> **AIM**:
Pick out every line of the data below that contains the string "bowl", and copy each such line.

> **MATERIAL SUPPLIED**:
•••••

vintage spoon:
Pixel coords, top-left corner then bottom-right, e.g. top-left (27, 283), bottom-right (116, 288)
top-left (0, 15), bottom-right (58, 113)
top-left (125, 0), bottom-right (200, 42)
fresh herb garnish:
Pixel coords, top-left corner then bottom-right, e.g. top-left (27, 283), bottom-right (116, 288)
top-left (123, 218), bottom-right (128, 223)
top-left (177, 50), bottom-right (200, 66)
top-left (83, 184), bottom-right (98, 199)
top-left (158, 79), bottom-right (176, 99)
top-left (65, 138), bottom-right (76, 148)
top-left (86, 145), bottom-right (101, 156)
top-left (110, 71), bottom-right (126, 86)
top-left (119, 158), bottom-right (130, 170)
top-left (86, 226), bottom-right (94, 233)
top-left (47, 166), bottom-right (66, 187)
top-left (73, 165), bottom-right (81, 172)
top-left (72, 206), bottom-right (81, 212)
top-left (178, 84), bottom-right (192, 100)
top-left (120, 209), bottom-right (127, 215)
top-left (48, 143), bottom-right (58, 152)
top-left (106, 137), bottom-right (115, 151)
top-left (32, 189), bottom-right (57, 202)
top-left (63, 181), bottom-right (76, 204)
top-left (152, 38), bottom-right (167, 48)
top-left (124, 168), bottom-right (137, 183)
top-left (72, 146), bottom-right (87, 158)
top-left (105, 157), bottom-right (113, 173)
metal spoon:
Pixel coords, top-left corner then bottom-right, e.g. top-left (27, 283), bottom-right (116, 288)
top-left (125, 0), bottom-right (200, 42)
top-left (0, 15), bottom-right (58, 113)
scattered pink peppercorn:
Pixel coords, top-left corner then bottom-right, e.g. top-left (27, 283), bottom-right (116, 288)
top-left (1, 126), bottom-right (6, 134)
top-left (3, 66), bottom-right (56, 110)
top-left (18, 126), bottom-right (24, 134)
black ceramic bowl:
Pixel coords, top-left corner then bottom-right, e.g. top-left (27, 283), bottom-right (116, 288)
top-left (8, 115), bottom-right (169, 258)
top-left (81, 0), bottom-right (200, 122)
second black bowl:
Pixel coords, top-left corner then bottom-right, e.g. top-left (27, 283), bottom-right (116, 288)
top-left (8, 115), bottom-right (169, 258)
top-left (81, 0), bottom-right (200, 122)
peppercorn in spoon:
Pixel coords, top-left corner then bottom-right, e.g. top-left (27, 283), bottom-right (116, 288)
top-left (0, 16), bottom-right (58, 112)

•••••

> **SOLVED EXERCISE**:
black ceramic bowl:
second black bowl:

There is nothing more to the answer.